▸ Your objective:
Type out each entry exactly as it appears, but keep every image out.

Information given START

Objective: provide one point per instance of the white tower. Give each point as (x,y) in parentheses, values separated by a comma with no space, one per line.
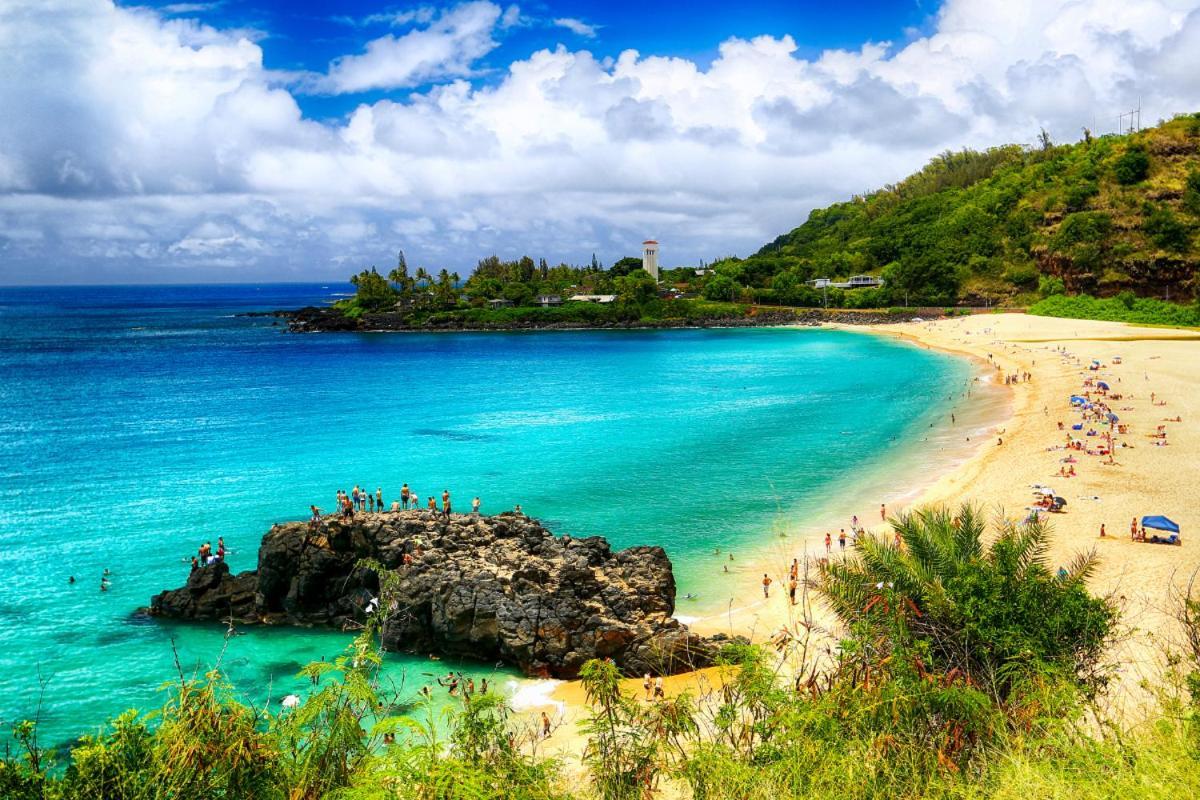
(651,258)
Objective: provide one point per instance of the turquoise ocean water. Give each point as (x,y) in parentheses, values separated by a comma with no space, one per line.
(138,422)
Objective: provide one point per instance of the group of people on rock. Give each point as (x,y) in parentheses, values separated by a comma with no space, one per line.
(205,557)
(358,499)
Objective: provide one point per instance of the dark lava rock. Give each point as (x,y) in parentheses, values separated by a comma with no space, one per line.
(489,588)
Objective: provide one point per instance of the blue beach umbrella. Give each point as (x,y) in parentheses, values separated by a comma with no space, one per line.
(1159,523)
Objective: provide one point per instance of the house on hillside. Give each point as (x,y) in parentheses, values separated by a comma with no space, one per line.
(855,282)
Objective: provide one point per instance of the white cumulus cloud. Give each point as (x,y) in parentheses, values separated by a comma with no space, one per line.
(576,26)
(133,143)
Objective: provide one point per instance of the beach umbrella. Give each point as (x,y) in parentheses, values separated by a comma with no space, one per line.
(1159,523)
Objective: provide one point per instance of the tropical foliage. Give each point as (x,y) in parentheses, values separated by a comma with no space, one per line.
(1103,215)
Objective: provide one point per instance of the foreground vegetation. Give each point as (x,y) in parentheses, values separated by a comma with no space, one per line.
(965,671)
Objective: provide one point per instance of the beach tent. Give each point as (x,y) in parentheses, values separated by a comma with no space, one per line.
(1159,523)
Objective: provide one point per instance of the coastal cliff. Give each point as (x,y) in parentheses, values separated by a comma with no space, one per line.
(490,588)
(331,319)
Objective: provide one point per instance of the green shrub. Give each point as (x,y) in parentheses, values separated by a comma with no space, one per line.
(1079,194)
(1192,193)
(1147,311)
(1133,166)
(1165,229)
(1050,284)
(1084,238)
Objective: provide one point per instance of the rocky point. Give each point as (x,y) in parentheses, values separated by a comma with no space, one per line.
(491,588)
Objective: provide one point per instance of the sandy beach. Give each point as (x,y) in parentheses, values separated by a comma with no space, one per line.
(1014,455)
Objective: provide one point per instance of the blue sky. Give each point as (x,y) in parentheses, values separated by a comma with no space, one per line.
(221,140)
(306,36)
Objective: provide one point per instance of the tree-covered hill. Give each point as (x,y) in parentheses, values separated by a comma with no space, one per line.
(1009,224)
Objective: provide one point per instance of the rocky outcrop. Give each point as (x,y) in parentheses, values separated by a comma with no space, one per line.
(329,319)
(491,588)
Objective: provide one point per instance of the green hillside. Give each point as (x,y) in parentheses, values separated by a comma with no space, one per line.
(1011,224)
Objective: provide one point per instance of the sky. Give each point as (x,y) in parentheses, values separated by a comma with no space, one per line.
(286,140)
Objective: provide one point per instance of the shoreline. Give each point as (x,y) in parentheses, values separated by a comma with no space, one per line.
(859,495)
(1140,578)
(759,619)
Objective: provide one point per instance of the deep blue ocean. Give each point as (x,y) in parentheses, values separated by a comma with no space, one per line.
(137,422)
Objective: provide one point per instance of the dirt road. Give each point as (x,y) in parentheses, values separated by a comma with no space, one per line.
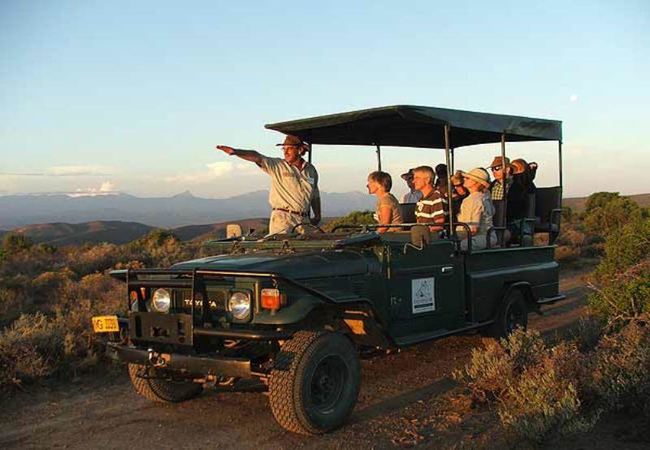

Information given END

▸ Result of this task:
Objective: provide one point per instance of the white tower. Give each point as (x,y) in parentheses, values separated by a comma with no space, one per line.
(651,258)
Objective: provide one point per instance of the turquoise ocean water. Give each point as (x,y) in parentheses, values separated by a comma with no space, one per line.
(138,422)
Objective: provide one point per instance of the group of people on rock. Give each point as (x,y) in parentheses, values separated by a comma with no space, one per line.
(205,557)
(358,499)
Objective: provide one point per instance of the dark lava rock. Give each point as (x,y) in parentheses, values separated by a comma with no space, one per line.
(489,588)
Objective: provide one point per instance of the blue beach umbrella. Give each point as (x,y) in parentheses, values separated by a comma with no space, one per line.
(1159,523)
Objective: provide one point per instance of the house on hillside. Give each point as (x,y) in parentheses, values separated by a comma with no space, one per line.
(855,282)
Objective: provide one point per instance of the white cumulus cloud. Give each point as (x,y) in parentheses, values separated by a comma with no space, one per line.
(576,26)
(133,143)
Objective: provide one point per instance of the beach umbrella. Give each point as (x,y) in parentheses, values separated by a comma with no space, one per line.
(1159,523)
Objective: provide one point per instance of the tropical foliage. Give each point as (x,y) in parentheses, values separated by a comma with no space, one per line.
(1103,215)
Objective: provide one point per instance of the foreground vegetation. Give each point as (x,y) in parentheses, values separated by a comma with no space, one per line.
(965,671)
Objective: provide one point per instance of the beach tent. Give each point as (x,y) in parentheses, values separated by a comma with no space, one per line.
(1159,523)
Objective: provide one point per instance of the coastal cliff. Give each point as (x,y) in parentheses, values separated by a comma with no space, one per line.
(490,588)
(331,319)
Objective: provide one point per instance of the green shrub. Give each point as (x,y) in parentheses, values separated by a comma with no space, one per line.
(1079,194)
(1192,193)
(1147,311)
(1133,166)
(1165,229)
(1050,284)
(1084,238)
Objective: provide one point per instance of the rocky point. Give each point as (x,y) in parentheses, values separated by a comma with no space, one per line.
(491,588)
Objective: provide one point per instance of the sandy beach. Give each point as (x,y) in parentheses, values separated by a comma with no space, one per line.
(1014,455)
Objective: provide one point per instance of the blue sky. Give each point as (x,y) in parentheses, values separated by a comma with no space, one per line.
(221,140)
(306,36)
Objective: provide one point per instance of the tree-covered hill. Give each point as (x,y) in parentheses, values separated by a comma with no space, one per line.
(1009,224)
Objective: provide one point per instance of the rocky outcrop. Give each point as (x,y) in parentheses, values separated by a comma with no space, one per line.
(329,319)
(491,588)
Objective: provide one point per instance of the green hillside. Give each point as (x,y) in parentheses, values separated by a comma with no space, one per line.
(1011,224)
Objective: provide one point per instance of the sky. Give each point as (x,y) in parentheses, values separated by a comma with no space, one per line.
(286,140)
Objective: provide one point per instance of the shoreline. Give each point as (x,y) in parentheses, values separated by a comma with no space, one per line.
(859,495)
(1140,578)
(759,619)
Objective: provide one point per instance of the deep blue ocean. Give each point as (x,y) in parentheses, values separated by a comma with no space, one per line.
(137,422)
Objective: provide one point per instance of the dirt road. Give each point as (x,y) in parentheses, values separated by a comma with no space, one per line.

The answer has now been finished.